| Source material |
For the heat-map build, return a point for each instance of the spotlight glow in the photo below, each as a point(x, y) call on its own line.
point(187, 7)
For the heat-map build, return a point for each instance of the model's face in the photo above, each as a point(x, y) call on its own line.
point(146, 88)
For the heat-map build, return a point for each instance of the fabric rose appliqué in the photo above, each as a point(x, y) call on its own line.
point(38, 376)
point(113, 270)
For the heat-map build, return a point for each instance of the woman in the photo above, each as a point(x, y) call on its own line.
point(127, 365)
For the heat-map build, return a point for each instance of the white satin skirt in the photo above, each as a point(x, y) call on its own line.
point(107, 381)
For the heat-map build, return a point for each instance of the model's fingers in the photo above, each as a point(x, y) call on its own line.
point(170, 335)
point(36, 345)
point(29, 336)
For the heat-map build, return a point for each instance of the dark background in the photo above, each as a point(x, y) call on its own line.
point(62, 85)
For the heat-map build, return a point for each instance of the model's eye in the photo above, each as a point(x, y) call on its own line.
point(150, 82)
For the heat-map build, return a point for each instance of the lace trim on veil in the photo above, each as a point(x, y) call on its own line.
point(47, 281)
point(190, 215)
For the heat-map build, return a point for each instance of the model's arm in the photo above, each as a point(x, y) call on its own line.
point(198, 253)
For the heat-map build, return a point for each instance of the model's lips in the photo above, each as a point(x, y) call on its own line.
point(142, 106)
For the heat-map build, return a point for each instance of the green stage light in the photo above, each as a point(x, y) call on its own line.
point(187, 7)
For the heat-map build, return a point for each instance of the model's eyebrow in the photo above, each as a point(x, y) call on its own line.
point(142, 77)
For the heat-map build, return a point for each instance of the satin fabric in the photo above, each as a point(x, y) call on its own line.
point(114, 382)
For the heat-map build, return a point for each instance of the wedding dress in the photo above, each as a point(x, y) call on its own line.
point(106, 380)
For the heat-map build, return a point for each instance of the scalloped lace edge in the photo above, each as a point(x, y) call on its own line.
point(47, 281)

| Activity |
Begin with the line holding "of the satin" and end with the last line of the material. Copy all of them exactly.

| Answer for this exercise |
For the heat-map build, return a point for each instance of the satin fabric in the photo above, each as a point(x, y) call on its own line.
point(114, 382)
For the heat-map build, return a point for each instance of the wedding dress in the photo above, each as a point(x, y) call on its own line.
point(106, 380)
For the heat-map build, return a point for each instance of the scalloped lace edge in the photo above, each as a point(x, y) call on its own line.
point(47, 281)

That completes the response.